(What you need to do): Would you write out all the records again, exactly?

Source data:
☆ ☆ ☆ ☆ ☆
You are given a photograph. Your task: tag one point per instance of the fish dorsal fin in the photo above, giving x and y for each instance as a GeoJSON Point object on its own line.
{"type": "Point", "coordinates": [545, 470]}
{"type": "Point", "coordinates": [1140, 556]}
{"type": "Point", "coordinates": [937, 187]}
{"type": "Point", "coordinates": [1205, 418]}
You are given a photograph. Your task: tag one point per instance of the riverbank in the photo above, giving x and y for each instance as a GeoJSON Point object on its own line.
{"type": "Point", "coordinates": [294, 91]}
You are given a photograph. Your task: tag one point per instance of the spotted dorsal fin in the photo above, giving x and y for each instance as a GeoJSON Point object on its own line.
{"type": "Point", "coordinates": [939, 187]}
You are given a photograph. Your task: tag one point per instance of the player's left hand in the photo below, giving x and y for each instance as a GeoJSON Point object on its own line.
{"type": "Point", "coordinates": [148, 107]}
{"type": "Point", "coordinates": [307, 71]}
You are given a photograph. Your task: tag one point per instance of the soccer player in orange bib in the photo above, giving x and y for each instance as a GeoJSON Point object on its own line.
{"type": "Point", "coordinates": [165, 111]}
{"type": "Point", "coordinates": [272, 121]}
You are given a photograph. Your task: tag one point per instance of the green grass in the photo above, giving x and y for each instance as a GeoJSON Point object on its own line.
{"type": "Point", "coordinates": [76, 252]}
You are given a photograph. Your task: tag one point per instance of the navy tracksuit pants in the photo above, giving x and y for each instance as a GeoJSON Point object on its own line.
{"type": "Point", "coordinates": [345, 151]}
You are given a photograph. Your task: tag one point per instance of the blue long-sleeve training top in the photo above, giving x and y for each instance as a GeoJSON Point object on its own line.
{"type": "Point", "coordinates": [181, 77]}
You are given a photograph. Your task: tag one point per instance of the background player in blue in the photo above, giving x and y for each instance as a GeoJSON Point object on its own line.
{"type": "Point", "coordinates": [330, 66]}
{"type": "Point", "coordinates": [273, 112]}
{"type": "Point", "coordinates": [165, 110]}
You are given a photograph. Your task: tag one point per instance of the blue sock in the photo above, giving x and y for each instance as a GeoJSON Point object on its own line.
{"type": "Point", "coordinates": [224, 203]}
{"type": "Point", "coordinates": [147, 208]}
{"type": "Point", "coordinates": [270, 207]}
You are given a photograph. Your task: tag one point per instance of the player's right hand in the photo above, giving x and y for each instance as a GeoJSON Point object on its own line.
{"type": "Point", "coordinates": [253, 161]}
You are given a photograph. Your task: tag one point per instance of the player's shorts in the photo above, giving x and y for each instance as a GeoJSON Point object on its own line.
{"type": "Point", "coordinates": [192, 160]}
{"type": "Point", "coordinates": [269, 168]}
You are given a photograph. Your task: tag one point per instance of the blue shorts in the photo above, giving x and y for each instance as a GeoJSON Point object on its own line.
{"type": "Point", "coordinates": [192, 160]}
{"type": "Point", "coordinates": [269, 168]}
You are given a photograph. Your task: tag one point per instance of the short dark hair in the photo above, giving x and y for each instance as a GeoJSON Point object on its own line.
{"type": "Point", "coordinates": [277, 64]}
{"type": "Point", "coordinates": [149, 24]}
☆ ☆ ☆ ☆ ☆
(Response for this exercise):
You are given a photograph. Your task: tag one point per instance of the fish dorsal fin in the photo above, giving x and y for each instance as a GeoJSON Point object on its own line.
{"type": "Point", "coordinates": [545, 470]}
{"type": "Point", "coordinates": [1140, 556]}
{"type": "Point", "coordinates": [937, 187]}
{"type": "Point", "coordinates": [1205, 418]}
You are given a photograph. Your task: tag one point per instance of the riverbank in the photo above, giving x and y for each instance as a GeoJSON Point object on its own line.
{"type": "Point", "coordinates": [294, 91]}
You are given a photograph. Your task: tag one point per instance of the spotted dorsal fin in the photo above, giving x and y for each instance as a GeoJSON Point object on its own line.
{"type": "Point", "coordinates": [939, 187]}
You are given a photograph. Your task: tag one point per instance of the player's left hand in the photo below, giving x and y for each instance as a GeoJSON Point object on its own line.
{"type": "Point", "coordinates": [148, 107]}
{"type": "Point", "coordinates": [307, 71]}
You are given a photograph. Your task: tag one point per instance of the soccer player in orange bib in the photo above, giving x and y for each instance as a GeoJSON Point object on its own line.
{"type": "Point", "coordinates": [165, 111]}
{"type": "Point", "coordinates": [272, 121]}
You are given a photograph. Your task: tag one point per instance of the green grass in the photo above, giving x and y for each instance as a GeoJSON Point object on its own line.
{"type": "Point", "coordinates": [76, 252]}
You are given a photograph. Your task: tag one point per instance of the navy tracksuit pants in the photo above, giving x and y for each instance as a GeoJSON Point object on its own line.
{"type": "Point", "coordinates": [345, 151]}
You are given a photograph. Your task: tag one point per instance of the blue long-sleeve training top in the photo above, giving x and y for each instance as a GeoJSON Point object on its own line.
{"type": "Point", "coordinates": [181, 77]}
You are given a photograph. Your task: tag one point per instance of the background player in blue in the photo above, giving x and y for each instance as a GeoJSON Point object on its own line.
{"type": "Point", "coordinates": [330, 66]}
{"type": "Point", "coordinates": [273, 112]}
{"type": "Point", "coordinates": [165, 110]}
You are given a photograph. Your task: tag one point per instance of the blue sock in the photo above, giving x and y for each instance as a GeoJSON Point object on its own line.
{"type": "Point", "coordinates": [224, 203]}
{"type": "Point", "coordinates": [147, 208]}
{"type": "Point", "coordinates": [270, 207]}
You are given a photograph. Your task: tag one point per instance of the player's right hand in the photo above, giving x and y for each instance as a GeoJSON Point object on its own line.
{"type": "Point", "coordinates": [253, 161]}
You are given a photograph. Your task: tag one point per instance of the player's shorts in the photo above, giving x and y for each instance as a GeoJSON Point object on its own line.
{"type": "Point", "coordinates": [192, 160]}
{"type": "Point", "coordinates": [269, 168]}
You are given a photograph. Your task: tag one point per instance of the blue shorts in the photo above, giving x and y for each instance as a GeoJSON Point object on its own line.
{"type": "Point", "coordinates": [192, 160]}
{"type": "Point", "coordinates": [269, 168]}
You are given a photograph. Your task: tag one point per instance of the short dark hair in the photo above, giving x and y for each instance as a GeoJSON Point object on its own line.
{"type": "Point", "coordinates": [277, 64]}
{"type": "Point", "coordinates": [149, 24]}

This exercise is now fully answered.